Please print every record below exactly as it reads.

=== Begin Enclosure ===

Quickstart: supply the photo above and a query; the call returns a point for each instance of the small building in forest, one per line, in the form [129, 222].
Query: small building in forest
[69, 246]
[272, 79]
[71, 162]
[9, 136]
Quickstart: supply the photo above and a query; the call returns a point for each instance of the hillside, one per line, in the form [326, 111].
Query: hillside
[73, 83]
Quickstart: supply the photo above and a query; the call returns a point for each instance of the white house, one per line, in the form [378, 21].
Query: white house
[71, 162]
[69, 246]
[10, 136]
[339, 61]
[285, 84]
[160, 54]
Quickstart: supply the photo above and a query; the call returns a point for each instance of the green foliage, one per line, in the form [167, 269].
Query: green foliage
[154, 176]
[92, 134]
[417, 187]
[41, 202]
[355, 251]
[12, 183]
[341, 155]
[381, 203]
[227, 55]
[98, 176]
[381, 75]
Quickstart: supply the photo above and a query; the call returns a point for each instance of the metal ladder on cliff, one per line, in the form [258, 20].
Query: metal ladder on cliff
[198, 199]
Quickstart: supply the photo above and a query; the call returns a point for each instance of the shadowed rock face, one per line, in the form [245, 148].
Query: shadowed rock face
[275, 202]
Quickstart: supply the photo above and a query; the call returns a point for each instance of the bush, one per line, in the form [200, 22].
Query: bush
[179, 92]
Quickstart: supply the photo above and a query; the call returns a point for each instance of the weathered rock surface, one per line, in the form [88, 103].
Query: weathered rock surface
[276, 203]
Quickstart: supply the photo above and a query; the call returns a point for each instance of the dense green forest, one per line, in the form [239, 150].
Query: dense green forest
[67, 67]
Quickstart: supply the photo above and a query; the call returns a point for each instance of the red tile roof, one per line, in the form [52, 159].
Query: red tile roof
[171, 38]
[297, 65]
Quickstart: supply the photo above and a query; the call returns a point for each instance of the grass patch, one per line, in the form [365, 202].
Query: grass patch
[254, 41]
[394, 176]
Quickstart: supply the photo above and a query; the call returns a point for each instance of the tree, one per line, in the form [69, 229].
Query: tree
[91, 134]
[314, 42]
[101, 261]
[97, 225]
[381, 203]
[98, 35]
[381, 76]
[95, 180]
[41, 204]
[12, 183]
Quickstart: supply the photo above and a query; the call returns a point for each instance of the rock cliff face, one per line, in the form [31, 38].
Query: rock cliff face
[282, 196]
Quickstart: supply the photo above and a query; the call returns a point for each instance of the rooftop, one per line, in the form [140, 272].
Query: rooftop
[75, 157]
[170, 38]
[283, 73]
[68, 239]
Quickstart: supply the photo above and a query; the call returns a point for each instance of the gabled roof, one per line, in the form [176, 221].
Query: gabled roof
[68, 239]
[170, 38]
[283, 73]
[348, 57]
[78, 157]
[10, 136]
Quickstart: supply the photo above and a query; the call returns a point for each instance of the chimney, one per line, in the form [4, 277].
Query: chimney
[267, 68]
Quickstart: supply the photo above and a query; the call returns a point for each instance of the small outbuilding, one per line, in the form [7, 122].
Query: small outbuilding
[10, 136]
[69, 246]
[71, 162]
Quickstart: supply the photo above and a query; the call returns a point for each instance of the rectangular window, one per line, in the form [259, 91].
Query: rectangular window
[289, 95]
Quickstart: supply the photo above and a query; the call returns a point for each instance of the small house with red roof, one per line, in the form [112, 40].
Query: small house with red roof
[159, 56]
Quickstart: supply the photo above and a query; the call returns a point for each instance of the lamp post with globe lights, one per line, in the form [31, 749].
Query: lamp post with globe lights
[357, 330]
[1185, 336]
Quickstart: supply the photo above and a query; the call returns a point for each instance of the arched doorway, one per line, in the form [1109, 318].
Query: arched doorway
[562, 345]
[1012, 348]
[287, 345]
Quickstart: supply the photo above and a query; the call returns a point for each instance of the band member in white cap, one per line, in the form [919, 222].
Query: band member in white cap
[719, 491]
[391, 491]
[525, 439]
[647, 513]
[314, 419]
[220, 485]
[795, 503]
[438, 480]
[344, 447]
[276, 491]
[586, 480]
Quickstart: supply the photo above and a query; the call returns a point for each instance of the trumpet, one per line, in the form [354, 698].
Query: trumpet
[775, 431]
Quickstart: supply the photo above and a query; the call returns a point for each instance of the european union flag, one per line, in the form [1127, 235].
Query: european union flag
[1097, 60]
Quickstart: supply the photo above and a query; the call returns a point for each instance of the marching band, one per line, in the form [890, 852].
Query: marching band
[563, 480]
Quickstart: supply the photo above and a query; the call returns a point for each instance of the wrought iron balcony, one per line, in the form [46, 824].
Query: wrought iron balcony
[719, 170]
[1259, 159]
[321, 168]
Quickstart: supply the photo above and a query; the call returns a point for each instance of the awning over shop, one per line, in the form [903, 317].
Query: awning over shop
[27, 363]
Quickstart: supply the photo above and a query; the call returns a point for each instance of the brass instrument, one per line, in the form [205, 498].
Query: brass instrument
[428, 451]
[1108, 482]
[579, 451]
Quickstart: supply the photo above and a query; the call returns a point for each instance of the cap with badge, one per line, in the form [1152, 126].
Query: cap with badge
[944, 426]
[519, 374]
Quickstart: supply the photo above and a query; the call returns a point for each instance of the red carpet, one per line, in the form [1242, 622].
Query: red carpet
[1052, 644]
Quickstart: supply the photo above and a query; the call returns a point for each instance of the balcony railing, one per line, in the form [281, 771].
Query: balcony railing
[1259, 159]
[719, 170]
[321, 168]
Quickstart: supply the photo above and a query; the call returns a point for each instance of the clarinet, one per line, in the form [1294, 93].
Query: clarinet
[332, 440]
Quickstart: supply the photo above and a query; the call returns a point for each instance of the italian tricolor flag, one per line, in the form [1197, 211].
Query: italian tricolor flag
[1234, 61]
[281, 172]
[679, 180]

=== End Enclosure ===

● RESPONSE TO THE EXERCISE:
Quickstart: supply the photo above and a query; the call returns a point for each instance of the small building in forest, one per line, in the form [129, 222].
Query: small building in forest
[69, 246]
[272, 79]
[71, 162]
[9, 136]
Quickstart: supply the photo above and a query; the call returns a point for each instance of the hillside, one per line, in the form [326, 111].
Query: hillside
[73, 83]
Quickstart: supply the photo above and a query; the call returns a point for each instance of the white house, one per line, in the form [378, 21].
Query: white house
[71, 162]
[69, 246]
[10, 136]
[339, 61]
[285, 84]
[160, 54]
Quickstart: supply the photo above and a query; the call returns a point for each instance of the green foliage, one per line, in the form [167, 269].
Query: green foliage
[154, 176]
[92, 134]
[417, 187]
[41, 202]
[355, 251]
[12, 183]
[341, 155]
[381, 203]
[227, 55]
[98, 176]
[381, 75]
Quickstart: supply the photo above and a query; the call returns a point for each instance of the metal ladder on cliff, one per line, in the form [258, 20].
Query: metal ladder on cliff
[198, 199]
Quickstart: supply the photo above and a query; the call returns a point for each instance of the shadowed rock face, one per line, in the form [245, 148].
Query: shadowed rock face
[275, 202]
Quickstart: supply the photo above and a query; the call returns a point for each instance of the bush, one per line, in the form [200, 22].
Query: bush
[179, 92]
Quickstart: supply the photo above and a query; the call returns a point for each instance of the weathered rock surface, one per line, in the form [88, 103].
Query: weathered rock surface
[276, 203]
Quickstart: supply the photo above and a query; the call returns a point for each instance of the dense green forest, one per line, in the form [239, 150].
Query: dense green forest
[67, 67]
Quickstart: supply the photo above and a query; the call returns a point for each instance of the red tile roof, one per line, in the form [52, 159].
Query: red tile roof
[171, 38]
[297, 65]
Quickstart: supply the photo above and a query; the call returns a point for each instance of the grass patch, one per line, in the form [365, 202].
Query: grass patch
[254, 41]
[394, 176]
Quickstart: supply the photo above and a query; the call returns a point for each instance of the tree, one per line, in the form [69, 229].
Query: tree
[91, 134]
[314, 42]
[101, 261]
[97, 225]
[381, 203]
[98, 35]
[381, 76]
[95, 180]
[41, 204]
[12, 183]
Quickstart: supply the photo above and a query; the call returns a point for each instance of the rock cliff face, one per line, in the form [31, 38].
Query: rock cliff face
[282, 196]
Quickstart: supply the photo above and a query; the call returns a point for each instance of the rooftop, one per line, in the form [140, 272].
Query: rooftop
[75, 157]
[170, 38]
[283, 73]
[68, 239]
Quickstart: supply the photo above and a query; the call returns a point for each instance of the gabled roof, one per line, in the form [176, 221].
Query: gabled roof
[68, 239]
[170, 38]
[283, 73]
[348, 57]
[78, 157]
[10, 136]
Quickstart: supply the photo above and a query; the call returns a point for each instance of the chimney, one per line, in the form [4, 277].
Query: chimney
[267, 68]
Quickstart: supply the photo above and a query; the call returns a point for each instance of the small outbuilding, one per line, in the form [7, 122].
Query: small outbuilding
[10, 136]
[69, 246]
[71, 162]
Quickstart: supply the photo above and a query; the call returns a point for each instance of the rectangular window, one per line, in the form [259, 91].
Query: rectangular window
[289, 95]
Quickstart: supply the photo above and a query; the call returns a point for each instance of the small house with red roof, one per line, in the form [112, 40].
Query: small house with red roof
[159, 56]
Quickstart: supply the photo above and a query; the call returns a point for each instance of the lamp post with globe lights, one per line, in the form [31, 749].
Query: lamp post with globe lights
[357, 330]
[1185, 336]
Quickstart: supply the photo above and a query; the call returns a point for each instance of the arched doorway, one per line, in the form [1109, 318].
Query: arched doorway
[562, 345]
[1012, 348]
[287, 345]
Quickstart: supply the photo above and a query; the call returns a point for each instance of the band member in white cap, one per line, in the form [919, 222].
Query: band member in white cap
[719, 491]
[391, 491]
[525, 439]
[647, 513]
[314, 419]
[220, 485]
[795, 503]
[438, 480]
[344, 447]
[276, 491]
[586, 480]
Quickstart: supply the photo above and a query; the call returns a point for each instance of the trumpet, one per line, in the form [354, 698].
Query: trumpet
[775, 431]
Quickstart: supply the photo above and a query; the call returns a point for each instance of the european union flag, one per line, in the form [1127, 235].
Query: european union flag
[1097, 60]
Quickstart: supply the photo above and a query; the call returns a point for each instance of the marching band, one per line, in the form [890, 852].
Query: marching band
[563, 480]
Quickstart: supply the photo above and a query; the call returns a point for each instance of the wrought iron balcony, one per line, in the form [46, 824].
Query: wrought iron balcony
[719, 170]
[1259, 159]
[321, 168]
Quickstart: supply the photo above and a query; the call returns a point for each instance of the awning over shop, one per line, in the form [903, 317].
Query: awning over shop
[27, 363]
Quickstart: supply the photo above and a query; the call returns a point for each instance of the brass instrument, one per line, in the form [205, 498].
Query: brass instrument
[428, 451]
[1108, 482]
[579, 451]
Quickstart: supply the photo above and a query; the call returns a point for each instance of the cap with badge, one per line, in the form [1152, 126].
Query: cap with badge
[944, 426]
[519, 374]
Quickstart: supply the photo above and a query; the call returns a point for each instance of the red carpet, one per line, in the form [1242, 622].
Query: red carpet
[1052, 644]
Quickstart: supply the photo above and a query; the call returns a point for each instance of the balcony railing, one per line, in the form [281, 771].
Query: balcony railing
[1259, 159]
[719, 170]
[321, 168]
Quickstart: supply the photo above and a query; the call returns a point for each instance of the clarinet, one per line, in the form [1294, 93].
Query: clarinet
[332, 440]
Quickstart: supply the photo above and a query; the call returns a point for each instance of the italian tricolor flag, one per line, in the form [1197, 211].
Query: italian tricolor flag
[1234, 61]
[281, 172]
[679, 180]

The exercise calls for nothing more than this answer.